EXERCISE -
Write out the passage on aging word for word, from "Now a new feature" up to and including "workings of a cell.".

TEXT EXCERPT -
- Opening Delimiter -

Now a new feature in the online magazine Mosaic takes a longer look at the Williams family… and at the scientific hypotheses about Gabby's condition that have put them in the spotlight. The feature is worth a read. For one thing, it has a masterful explanation of what happens to the body as it ages:
Our sturdy DNA mechanics become less effective with age, meaning that our genetic code sees a gradual increase in mutations. Telomeres, the sequences of DNA that act as protective caps on the ends of our chromosomes, get shorter every year. Epigenetic messages, which help turn genes on and off, get corrupted with time. Heat shock proteins run down, leading to tangled protein clumps that muck up the smooth workings of a cell.
It also explains 74-year-old biologist Richard Walker's hypothesis that whatever makes Gabby Williams and Brooke Greenberg not grow up may also hold the key to warding off the processes described above. Walker has studied both girls intensely, as well as other people with similar conditions, whose families contacted Walker after seeing Williams and Greenberg on TV. Walker is not the only one with this idea, however. He just happens to have study subjects with a lot of TV appeal. Mosaic reports on the body of science bolstering the hypothesis that the process of aging is related to the biological processes that make kids grow into adults.

- Closing Delimiter -

DATA TO EXAMINE -
- Opening Delimiter -

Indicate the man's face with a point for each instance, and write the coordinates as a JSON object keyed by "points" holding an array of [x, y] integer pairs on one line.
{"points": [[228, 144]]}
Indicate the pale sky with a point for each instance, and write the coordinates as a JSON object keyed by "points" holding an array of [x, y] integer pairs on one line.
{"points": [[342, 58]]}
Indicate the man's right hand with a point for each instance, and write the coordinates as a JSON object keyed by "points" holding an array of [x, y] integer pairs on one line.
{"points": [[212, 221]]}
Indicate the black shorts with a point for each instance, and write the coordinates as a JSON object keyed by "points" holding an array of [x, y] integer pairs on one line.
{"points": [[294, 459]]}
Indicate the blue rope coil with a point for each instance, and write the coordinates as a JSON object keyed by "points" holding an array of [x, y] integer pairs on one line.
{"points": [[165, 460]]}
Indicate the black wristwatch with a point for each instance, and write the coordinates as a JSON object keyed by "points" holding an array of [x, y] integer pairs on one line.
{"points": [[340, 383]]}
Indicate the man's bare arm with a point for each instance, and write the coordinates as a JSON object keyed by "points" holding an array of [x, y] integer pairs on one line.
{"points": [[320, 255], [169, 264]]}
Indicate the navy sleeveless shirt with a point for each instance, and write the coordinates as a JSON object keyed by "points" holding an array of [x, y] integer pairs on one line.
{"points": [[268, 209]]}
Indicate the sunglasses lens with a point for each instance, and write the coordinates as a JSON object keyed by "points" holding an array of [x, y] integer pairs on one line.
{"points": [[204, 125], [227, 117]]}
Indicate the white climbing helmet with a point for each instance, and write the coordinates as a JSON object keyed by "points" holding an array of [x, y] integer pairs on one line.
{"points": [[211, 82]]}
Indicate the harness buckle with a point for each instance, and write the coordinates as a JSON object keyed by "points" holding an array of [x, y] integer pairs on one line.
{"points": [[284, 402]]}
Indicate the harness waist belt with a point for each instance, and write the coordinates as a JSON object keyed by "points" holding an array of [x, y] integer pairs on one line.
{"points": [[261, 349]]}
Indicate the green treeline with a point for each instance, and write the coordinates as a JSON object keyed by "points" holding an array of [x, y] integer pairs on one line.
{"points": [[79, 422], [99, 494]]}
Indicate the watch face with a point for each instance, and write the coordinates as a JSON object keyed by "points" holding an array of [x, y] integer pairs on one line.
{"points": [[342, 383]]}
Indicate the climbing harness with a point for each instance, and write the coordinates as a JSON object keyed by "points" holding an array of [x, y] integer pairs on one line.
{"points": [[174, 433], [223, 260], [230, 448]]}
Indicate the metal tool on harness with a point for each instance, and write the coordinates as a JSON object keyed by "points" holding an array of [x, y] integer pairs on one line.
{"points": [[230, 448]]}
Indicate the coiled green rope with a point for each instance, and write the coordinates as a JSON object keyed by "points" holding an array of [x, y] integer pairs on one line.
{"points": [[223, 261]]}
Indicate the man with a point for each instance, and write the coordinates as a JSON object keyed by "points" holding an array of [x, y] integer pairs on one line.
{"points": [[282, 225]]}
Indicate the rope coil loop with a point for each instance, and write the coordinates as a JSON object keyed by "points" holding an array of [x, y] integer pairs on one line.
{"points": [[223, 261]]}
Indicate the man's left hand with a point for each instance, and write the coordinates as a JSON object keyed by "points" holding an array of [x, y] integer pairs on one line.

- Closing Delimiter -
- Opening Delimiter -

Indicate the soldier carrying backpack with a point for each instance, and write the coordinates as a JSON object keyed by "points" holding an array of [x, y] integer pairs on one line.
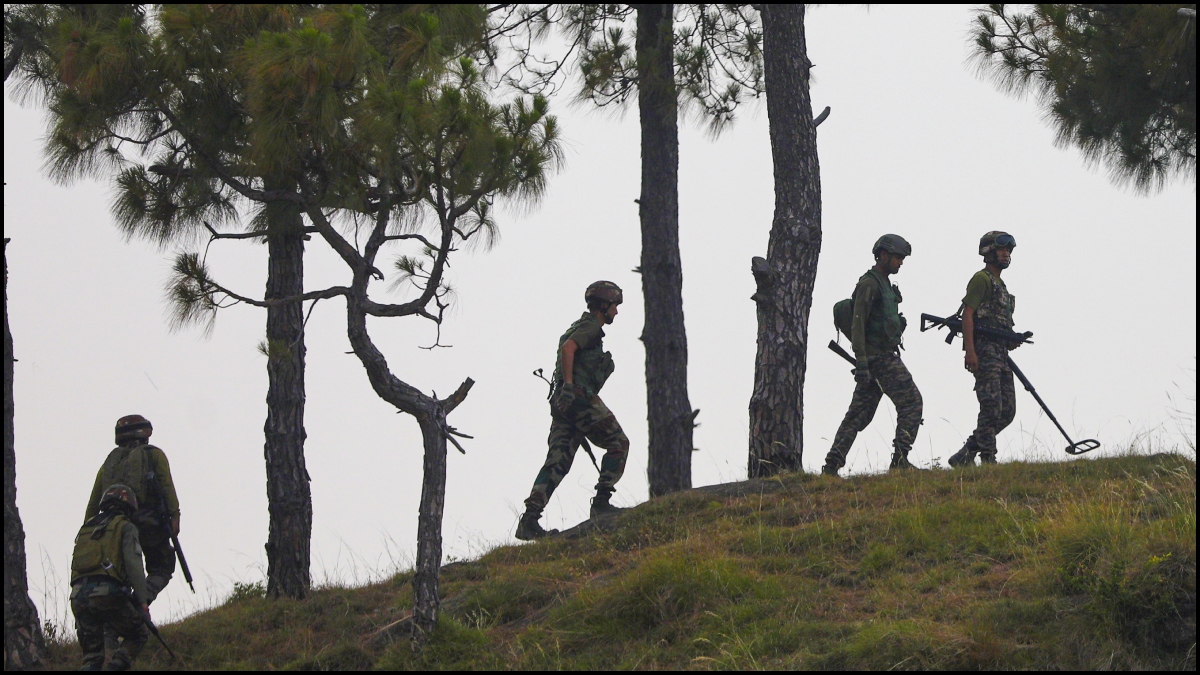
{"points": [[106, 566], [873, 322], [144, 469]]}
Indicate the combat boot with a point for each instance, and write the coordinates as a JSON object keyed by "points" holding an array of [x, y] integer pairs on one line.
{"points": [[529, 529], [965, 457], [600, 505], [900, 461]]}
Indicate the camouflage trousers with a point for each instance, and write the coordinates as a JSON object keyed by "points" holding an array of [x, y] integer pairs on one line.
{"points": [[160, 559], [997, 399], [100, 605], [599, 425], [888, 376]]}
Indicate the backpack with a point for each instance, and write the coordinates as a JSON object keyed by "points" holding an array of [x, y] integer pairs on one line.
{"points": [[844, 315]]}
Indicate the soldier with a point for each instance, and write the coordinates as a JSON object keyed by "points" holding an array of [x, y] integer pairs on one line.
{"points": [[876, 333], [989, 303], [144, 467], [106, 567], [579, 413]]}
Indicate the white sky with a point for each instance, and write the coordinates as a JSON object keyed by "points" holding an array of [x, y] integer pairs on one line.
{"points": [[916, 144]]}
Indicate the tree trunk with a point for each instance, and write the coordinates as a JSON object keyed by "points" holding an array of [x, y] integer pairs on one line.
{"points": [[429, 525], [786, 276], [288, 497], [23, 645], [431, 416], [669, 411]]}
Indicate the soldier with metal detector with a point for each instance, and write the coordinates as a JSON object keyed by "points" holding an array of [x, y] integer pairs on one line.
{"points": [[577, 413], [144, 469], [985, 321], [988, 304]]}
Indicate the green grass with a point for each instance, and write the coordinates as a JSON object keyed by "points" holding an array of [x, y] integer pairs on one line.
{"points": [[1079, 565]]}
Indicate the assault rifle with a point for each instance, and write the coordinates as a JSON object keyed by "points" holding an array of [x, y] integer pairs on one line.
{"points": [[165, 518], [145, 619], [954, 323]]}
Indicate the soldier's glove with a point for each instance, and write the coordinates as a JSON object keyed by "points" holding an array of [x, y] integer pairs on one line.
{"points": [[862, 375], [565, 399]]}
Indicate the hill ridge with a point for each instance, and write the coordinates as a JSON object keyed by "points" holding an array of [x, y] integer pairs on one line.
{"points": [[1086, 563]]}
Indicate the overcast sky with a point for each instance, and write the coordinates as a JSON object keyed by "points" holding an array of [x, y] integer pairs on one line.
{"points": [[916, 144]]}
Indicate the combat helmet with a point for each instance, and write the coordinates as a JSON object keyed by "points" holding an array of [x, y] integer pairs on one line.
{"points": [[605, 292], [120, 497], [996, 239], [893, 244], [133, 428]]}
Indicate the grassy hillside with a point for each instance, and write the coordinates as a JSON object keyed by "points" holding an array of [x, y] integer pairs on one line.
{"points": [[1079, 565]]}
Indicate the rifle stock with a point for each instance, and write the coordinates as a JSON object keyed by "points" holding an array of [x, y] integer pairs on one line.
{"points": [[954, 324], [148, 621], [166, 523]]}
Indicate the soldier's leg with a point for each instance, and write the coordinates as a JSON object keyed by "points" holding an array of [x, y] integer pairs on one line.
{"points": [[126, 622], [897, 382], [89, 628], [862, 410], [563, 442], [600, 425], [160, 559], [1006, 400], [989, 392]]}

- Closing Delimiter -

SOLUTION -
Now a new feature in the online magazine Mosaic takes a longer look at the Williams family… and at the scientific hypotheses about Gabby's condition that have put them in the spotlight. The feature is worth a read. For one thing, it has a masterful explanation of what happens to the body as it ages:
Our sturdy DNA mechanics become less effective with age, meaning that our genetic code sees a gradual increase in mutations. Telomeres, the sequences of DNA that act as protective caps on the ends of our chromosomes, get shorter every year. Epigenetic messages, which help turn genes on and off, get corrupted with time. Heat shock proteins run down, leading to tangled protein clumps that muck up the smooth workings of a cell.